TEXTO DE REFERENCIA:
****************

El cultivo del tabaco parece haber sido introducido
en Canarias en los primeros años del siglo XVII.
En el de 1609, un tal Claudio Ferrau, vecino de Niza, se comprometía con Pedro
Crosil, mercader de Marsella y su futuro
cliente, «a hacer en esta isla de Tenerife y en la de La Palma y en la de Gomera y en el Hierro toda la
cantidad de tabaco que se pudiera hazer
y beneficiar, de la misma suerte y propiamente como se haze y beneficia en las Indias y particularmente como se haze y usa en Santo Domingo de la ysla Española, Indias
de Su Magestad, que yo estoy en el uso del muy
ábil y suficiente y diestro en ello».
No hay noticias de los resultados de este compromiso.
El proyecto parece demasiado ambicioso, para que se haya podido poner en ejecución, sin haber dejado rastro
alguno. Sin embargo, lo cierto es que en La Gomera y en El Hierro se cultivaba el tabaco a mediados del siglo XVII, posiblemente también
en Tenerife. El resultado fue que las ventas particulares de tabaco producido en
las islas mermaron los beneficios del arrendador de la renta del tabaco. Este
se quejaba en 1657 que estaba perdiendo
el 60% de la recaudación prevista: para poner coto a la mala costumbre de fumar sin pagar al
estanco, se mandó por la Real Audiencia que
se arrancasen todos los plantíos.
El pastel, hierba pastel o glasto, planta crucífera
utilizada en las tintorerías antes de la aparición
del añil, ha sido cultivado en Tenerife sobre
una escala relativamente importante. Desde 1505, un Juan Martín, portugués,
recibía una data de 250 fanegas de tierras de sequero, para
esta finalidad. El pastel se exportaba a mediados del siglo XVII;
pero, curiosamente, también se importaba en
esta misma época, desde Francia. Todavía
tenía interés comercial a principios del siglo siguiente por ser las
Canarias el único productor, junto con las islas Azores y la región francesa
del Languedoc; pero el valor del producto bajó
después vertiginosamente, debido a la afluencia, en el comercio, del
Índigo procedente de las Indias.
Los plátanos se han cultivado desde muy temprano,
aunque no de manera intensiva. La producción
de plátanos de Gran Canaria parece haber sido más importante que la de Tenerife. A mediados del siglo XVII se importaban los
frutos desde Las Palmas, tanto en cajas como
en barriles62. El embalaje se explica, si se piensa que el fruto no
se transportaba y conservaba en racimos, sino separada la carne y mezclada
hasta formar una masa blanda y negruzca que, con el nombre de conserva
canaria, constituía en la España un regalo apreciado.

****************

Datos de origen
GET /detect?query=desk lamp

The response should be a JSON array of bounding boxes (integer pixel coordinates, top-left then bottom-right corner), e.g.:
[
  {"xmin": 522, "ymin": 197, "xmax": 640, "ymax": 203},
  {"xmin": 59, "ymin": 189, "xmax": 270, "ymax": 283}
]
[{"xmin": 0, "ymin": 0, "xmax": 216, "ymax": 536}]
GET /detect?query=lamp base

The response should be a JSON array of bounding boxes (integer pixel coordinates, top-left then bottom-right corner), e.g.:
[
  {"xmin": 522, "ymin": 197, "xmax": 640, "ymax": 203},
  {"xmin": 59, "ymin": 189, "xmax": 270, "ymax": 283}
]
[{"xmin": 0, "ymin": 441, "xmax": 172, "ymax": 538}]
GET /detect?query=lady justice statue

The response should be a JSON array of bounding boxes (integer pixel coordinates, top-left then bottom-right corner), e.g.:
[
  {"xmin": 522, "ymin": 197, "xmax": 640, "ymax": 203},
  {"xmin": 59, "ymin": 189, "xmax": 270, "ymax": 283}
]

****************

LISTA DE TAREAS:
1. Reproduce el texto sobre los antiguos cultivos de Canarias en todo lo que va desde "No hay noticias" hasta "todos los plantíos.", pero cambia el nombre "arrendador" por "recaudador".
2. Prosigue el texto sobre los antiguos cultivos de Canarias a partir del punto en que termina.
El material no guarda ninguna relación con el texto sobre los antiguos cultivos de Canarias.

RESPUESTAS POR TAREA:
1.
No hay noticias de los resultados de este compromiso.
El proyecto parece demasiado ambicioso, para que se haya podido poner en ejecución, sin haber dejado rastro
alguno. Sin embargo, lo cierto es que en La Gomera y en El Hierro se cultivaba el tabaco a mediados del siglo XVII, posiblemente también
en Tenerife. El resultado fue que las ventas particulares de tabaco producido en
las islas mermaron los beneficios del recaudador de la renta del tabaco. Este
se quejaba en 1657 que estaba perdiendo
el 60% de la recaudación prevista: para poner coto a la mala costumbre de fumar sin pagar al
estanco, se mandó por la Real Audiencia que
se arrancasen todos los plantíos.

2.
En la zona de Santa Cruz, el plátano aparece
relativamente tarde. En la calle de San
José había en 1716 un solar que se conocía vulgarmente con el nombre de sitio de los Plátanos; pero no sabemos si se llamaba así por alguna platanera, o por el árbol
que lleva el mismo nombre. La producción de plátanos
empezó a adquirir mayor importancia
en los últimos años del siglo XVIII. El valle de Igueste
de San Andrés era todo una platanera,
cuya belleza llamaba mucho la atención de los
viajeros extranjeros. En 1802 los plátanos eran, por orden de importancia, el tercer producto del valle de San
Andrés, detrás de la batata y del ñame, con un
valor de producción de 82.000 reales. En Taganana
la producción valía 10.800 reales y en La Rambla, que era el mayor centro de producción de la isla, 15.000 pesos.
Entre los árboles frutales, las higueras existían
en Tenerife desde antes de la conquista. En 1802,
la producción de higos pasos era una
especialidad de Güímar, donde se recogía la cantidad importante de 14.000
arrobas, con un valor total de 210.000 reales. La recolección era menos importante en San Andrés (2.000
arrobas) y en Taganana (1.600 arrobas). En Santa Cruz se habían recogido 47
arrobas en 1790 y 130 en 1792. El cultivo de los frutales era corriente desde mediados del siglo XVI,
sobre todo mezclando los árboles con las parras: en una viña de Acentejo, en 1556, se pueden ver
almendros, hembrillas y duraznos. Los guayabos y papayos, introducidos en una
época posterior, se mencionan en 1724
por primera vez.
Las frutas, las verduras y las hortalizas se producían
en cantidades importantes en Santa
Cruz, donde representaban en 1802 un volumen de venta de 40.000 reales, superior al de todos los demás cultivos
reunidos. Algunos productos, tales como las judías,
incluso llegaron a exportarse en
determinados momentos.
Entre los cultivos especiales cabe mencionar el del
lino, cuyo aprovechamiento había sido
estimulado, en el último cuarto del siglo XVIII, por las medidas restrictivas a la importación de telas extranjeras.
Se intentó entonces estimular la
producción local; pero los resultados no
correspondieron a las esperanzas. En 1802 formaban todavía un buen renglón de la producción en La Orotava, con
650 arrobas, que se vendían en 75 reales la
arroba, y sobre todo en Taganana, con 1.680 arrobas. El cultivo del azafrán, ausente en la zona de Santa Cruz,
estaba concentrado en Buenavista: en 1802 su
producción era de seis arrobas, por un valor
total de 18.750 reales. Es evidente, a la luz de estos ejemplos, una multiplicación de las experiencias y
una voluntad de diversificación de los
cultivos, que sólo se anuncian en el último cuarto del siglo XVIII. Es cierto que se comprende ahora
mejor el interés de una producción
diversificada y que, por otra parte, la situación precaria del comercio de los vinos despierta el temor de
los productores; pero los cultivos experimentales, a pesar de todo, no se
deben a la previsión de los mismos productores,
sino a la intervención de los nuevos organismos de control económico y más
principalmente a las iniciativas de la joven Real Sociedad Económica. (Alejandro Ciuranescu, Historia de Santa Cruz,
1998.t.1: 509 y ss.).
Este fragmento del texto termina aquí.